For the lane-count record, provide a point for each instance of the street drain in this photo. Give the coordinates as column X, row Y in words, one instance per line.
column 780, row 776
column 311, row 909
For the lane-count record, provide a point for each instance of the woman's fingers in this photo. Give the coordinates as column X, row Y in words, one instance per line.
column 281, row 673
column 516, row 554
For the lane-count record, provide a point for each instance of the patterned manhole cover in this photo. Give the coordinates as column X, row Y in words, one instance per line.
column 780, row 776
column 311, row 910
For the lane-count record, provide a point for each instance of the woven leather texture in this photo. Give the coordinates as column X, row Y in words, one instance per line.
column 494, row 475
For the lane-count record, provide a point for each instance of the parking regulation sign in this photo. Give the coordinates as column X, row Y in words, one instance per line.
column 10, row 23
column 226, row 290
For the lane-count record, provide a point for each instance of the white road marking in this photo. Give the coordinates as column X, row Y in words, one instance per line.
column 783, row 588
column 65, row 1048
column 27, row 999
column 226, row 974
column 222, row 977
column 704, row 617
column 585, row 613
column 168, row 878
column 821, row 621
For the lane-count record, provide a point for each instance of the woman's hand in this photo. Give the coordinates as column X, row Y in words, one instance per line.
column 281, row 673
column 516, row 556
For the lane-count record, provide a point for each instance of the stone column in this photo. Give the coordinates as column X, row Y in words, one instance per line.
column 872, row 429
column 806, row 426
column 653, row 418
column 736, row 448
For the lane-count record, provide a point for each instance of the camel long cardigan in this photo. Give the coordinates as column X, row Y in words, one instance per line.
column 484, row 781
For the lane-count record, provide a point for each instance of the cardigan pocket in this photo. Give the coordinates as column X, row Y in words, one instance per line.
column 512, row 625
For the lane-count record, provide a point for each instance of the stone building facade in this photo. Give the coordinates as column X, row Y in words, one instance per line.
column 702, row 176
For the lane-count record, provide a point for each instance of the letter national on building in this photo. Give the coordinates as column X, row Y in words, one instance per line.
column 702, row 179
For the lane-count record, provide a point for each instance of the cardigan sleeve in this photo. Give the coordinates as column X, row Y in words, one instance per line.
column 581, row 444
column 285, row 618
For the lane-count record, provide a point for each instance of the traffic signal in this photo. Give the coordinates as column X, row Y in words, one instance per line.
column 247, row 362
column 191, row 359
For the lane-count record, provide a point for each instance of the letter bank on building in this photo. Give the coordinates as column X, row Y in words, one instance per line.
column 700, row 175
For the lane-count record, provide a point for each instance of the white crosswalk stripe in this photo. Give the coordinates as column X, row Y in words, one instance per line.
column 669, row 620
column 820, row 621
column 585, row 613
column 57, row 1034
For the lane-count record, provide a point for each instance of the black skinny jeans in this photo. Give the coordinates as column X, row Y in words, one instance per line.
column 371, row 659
::::::
Please retype the records above, beginning with the line that contains "the woman's hand" and going on through the line that contains "column 512, row 625", with each line reproduced character for character.

For the lane-count record, provide a point for each instance of the woman's hand in this photo. Give the coordinates as column X, row Y in words, one instance per line.
column 281, row 673
column 516, row 556
For the lane-count record, provide a point for each instance of the stone column in this photo. Give the coordinates as column X, row Y in words, one instance per line.
column 872, row 429
column 806, row 426
column 653, row 418
column 736, row 448
For the lane-count record, provide a point for each instance of the camel long cardigan in this photo. Give the coordinates as column X, row Y in words, one instance per line.
column 484, row 781
For the lane-count record, provide a point for each instance of the cardigan pocket in this photo. Give the coordinates as column X, row Y in words, one instance per line.
column 512, row 625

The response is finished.